→ **SELECTED EXTRACT**
══════════════════════════════

Re: CVE-2024-46839: workqueue: Improve scalability of workqueue watchdog touch

From: Paul E. McKenney
Date: Tue Oct 01 2024 - 07:37:36 EST


On Tue, Oct 01, 2024 at 11:07:49AM +0200, Michal Hocko wrote:
> On Tue 01-10-24 10:22:51, Greg KH wrote:
> > On Tue, Oct 01, 2024 at 10:02:02AM +0200, Petr Mladek wrote:
> > > On Fri 2024-09-27 14:40:07, Greg Kroah-Hartman wrote:
> > > > Description
> > > > ===========
> > > >
> > > > In the Linux kernel, the following vulnerability has been resolved:
> > > >
> > > > workqueue: Improve scalability of workqueue watchdog touch
> > > >
> > > > On a ~2000 CPU powerpc system, hard lockups have been observed in the
> > > > workqueue code when stop_machine runs (in this case due to CPU hotplug).
> > >
> > > I believe that this does not qualify as a security vulnerability.
> > > Any hotplug is a privileged operation.
> >
> > Really? I see that happen on many embedded systems all the time, they
> > add/remove CPUs while the device runs/sleeps constantly.
>
> This is a powerpc specific fix. Other architectures are not affected.
>
> > Now to be fair, right now an "embedded system" usually doesn't have 2000
> > cpus, but what's wrong with marking this real bugfix as a vulnerability
> > resolution?
>
> Yes, this is indeed a scalability fix for huge systems with a lot of
> CPUs anybody owning those systems was simply not able to use memory
> hotplug without seeing those hard lockup messages. The system is not
> really locked up. The progress of the hotplug operation is just utterly
> slow. Calling this a vulnerability is a stretch IMHO.

══════════════════════════════

→ **RECORDS SHOWN**
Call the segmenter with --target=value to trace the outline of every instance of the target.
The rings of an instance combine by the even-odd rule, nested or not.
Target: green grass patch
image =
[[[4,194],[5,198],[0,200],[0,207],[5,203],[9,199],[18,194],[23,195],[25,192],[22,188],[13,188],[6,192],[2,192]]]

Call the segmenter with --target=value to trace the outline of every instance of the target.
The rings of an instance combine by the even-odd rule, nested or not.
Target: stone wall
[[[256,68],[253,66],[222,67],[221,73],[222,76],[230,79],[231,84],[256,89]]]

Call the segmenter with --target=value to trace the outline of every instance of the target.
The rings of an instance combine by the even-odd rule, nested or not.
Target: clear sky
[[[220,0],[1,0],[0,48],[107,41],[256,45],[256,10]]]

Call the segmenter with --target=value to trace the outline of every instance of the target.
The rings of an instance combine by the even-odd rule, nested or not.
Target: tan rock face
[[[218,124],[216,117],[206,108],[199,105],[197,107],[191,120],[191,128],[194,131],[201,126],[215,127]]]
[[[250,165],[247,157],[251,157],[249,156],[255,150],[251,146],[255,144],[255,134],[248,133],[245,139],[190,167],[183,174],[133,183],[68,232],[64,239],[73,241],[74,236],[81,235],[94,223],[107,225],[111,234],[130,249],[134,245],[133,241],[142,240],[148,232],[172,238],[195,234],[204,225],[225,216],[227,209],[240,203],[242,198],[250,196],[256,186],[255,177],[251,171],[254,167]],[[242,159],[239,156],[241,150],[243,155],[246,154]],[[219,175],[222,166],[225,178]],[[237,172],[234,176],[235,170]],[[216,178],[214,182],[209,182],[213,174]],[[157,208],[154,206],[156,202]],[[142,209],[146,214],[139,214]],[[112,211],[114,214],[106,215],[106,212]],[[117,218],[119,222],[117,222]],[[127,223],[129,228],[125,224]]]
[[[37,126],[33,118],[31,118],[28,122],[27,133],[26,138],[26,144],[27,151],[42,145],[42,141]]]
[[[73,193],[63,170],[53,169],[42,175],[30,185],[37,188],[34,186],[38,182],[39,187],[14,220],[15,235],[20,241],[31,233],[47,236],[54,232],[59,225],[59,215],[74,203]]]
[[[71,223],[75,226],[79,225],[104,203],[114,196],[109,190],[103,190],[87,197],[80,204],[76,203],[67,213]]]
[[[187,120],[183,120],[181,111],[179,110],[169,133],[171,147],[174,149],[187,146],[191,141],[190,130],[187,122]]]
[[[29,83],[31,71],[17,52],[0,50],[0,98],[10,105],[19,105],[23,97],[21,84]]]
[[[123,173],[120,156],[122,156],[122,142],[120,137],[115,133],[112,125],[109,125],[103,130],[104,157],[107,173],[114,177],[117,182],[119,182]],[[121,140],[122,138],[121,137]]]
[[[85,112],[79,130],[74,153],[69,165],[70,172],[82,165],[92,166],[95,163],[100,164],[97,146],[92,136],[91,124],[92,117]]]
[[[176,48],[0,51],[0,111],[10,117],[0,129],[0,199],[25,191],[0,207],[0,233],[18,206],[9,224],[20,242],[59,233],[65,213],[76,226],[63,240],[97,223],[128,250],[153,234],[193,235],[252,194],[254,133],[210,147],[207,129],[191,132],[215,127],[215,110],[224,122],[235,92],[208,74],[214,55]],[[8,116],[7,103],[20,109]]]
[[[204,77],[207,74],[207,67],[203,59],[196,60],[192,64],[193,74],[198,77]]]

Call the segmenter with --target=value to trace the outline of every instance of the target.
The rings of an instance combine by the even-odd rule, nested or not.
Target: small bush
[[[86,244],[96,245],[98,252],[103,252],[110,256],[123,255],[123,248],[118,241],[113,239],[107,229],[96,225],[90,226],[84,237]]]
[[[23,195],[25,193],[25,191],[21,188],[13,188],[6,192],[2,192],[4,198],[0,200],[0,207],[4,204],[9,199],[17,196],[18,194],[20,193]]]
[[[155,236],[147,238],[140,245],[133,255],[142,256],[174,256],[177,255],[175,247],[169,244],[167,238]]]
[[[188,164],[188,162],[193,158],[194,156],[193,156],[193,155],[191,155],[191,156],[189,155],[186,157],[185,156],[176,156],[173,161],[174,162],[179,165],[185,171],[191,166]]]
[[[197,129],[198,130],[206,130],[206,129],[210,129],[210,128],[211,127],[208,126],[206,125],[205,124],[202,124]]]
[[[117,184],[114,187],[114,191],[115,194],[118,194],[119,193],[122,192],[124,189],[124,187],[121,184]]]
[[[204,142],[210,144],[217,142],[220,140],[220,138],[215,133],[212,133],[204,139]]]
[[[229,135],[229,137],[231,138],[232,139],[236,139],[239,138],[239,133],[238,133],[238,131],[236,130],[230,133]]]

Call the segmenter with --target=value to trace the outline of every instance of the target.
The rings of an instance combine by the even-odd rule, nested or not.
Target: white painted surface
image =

══════════════════════════════

→ **EXERCISE PROMPT**
In the mailing-list thread about the workqueue watchdog fix, which architecture does Michal Hocko say the fix is specific to?

→ **CORRECT ANSWER**
Powerpc.